» **AIM OF THE TASK**:
Answer from the post about an unfinished story:
(a) Which movie character inspired Jeremy Y.?
(b) How many short stories did the idea call for?
(c) Which friend did the writer first ask why the story couldn't be finished?

There must be numerous stories that I haven’t completed. Many still lie lonely in my notebook. Many are even less privileged — they float amongst the countless other thoughts inside my head. The characters, their stories, their lives keep coming back to me from time to time as I’d imagined them before I gave up on them for one reason or the other. Sara, Josef, The Earth-Mover, Nandini, Promila. There are so many. When I get down to write something new, however, one character whispers to me without fail — “You’ve abandoned me, you deserter,” he says. Meet Jeremy Y.
Jeremy was inspired by Jeremy Irons. Not the man, but the character he played in a movie called Being Julia. If you’ve seen the movie, you’ll know that the main character was Julia, played brilliantly by Annette Bening. But there was something fascinating about Michael, Jeremy’s character. He was supremely apathetic, I thought.
When I was kicked about giving meat and body and soul to an idea more than a year back, the first character that came to my mind was Jeremy Y. The idea was to write short stories, seven of them, in which the main characters displayed predominance of at least one of the seven chakras, the centres of energy in our bodies. (If you’d like to know more about chakras, visit here). Jeremy was conceptualised to be an apathetic, insecure, obsessively cold person. Somewhere along the story, I lost track of where he wanted to take me.
I am publishing this post to seek your opinion about what might have gone wrong. Why couldn’t I finish the story? I put forth this same question to Charles, my friend, almost a year back. He patiently read the whole thing, listened to (read) my rants with more patience than I deserved. And he suggested I get acquainted with Jeremy and Kathy more first. To understand why they acted the way they did, to know what they thought. I try. But fail.

» **SUPPLIED MATERIAL**:
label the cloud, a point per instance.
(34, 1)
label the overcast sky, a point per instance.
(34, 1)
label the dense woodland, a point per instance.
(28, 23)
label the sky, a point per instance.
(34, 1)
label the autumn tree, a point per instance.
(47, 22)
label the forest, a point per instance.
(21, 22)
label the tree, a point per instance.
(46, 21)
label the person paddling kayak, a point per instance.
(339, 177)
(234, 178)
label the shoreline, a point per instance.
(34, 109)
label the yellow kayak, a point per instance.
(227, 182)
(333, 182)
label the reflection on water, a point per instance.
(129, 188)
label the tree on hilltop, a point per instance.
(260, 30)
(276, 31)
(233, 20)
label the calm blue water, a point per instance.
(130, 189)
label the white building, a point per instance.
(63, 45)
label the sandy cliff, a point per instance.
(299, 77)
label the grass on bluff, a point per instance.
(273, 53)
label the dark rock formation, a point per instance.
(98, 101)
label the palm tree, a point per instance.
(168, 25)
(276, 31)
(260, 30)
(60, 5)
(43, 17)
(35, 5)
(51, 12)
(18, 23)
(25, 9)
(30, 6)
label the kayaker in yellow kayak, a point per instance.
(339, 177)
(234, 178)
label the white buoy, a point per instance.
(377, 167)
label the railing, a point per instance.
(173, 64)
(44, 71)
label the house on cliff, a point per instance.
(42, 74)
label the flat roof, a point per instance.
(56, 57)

» **RESULT**:
(a) Michael, the character Jeremy Irons played in Being Julia
(b) Seven
(c) Charles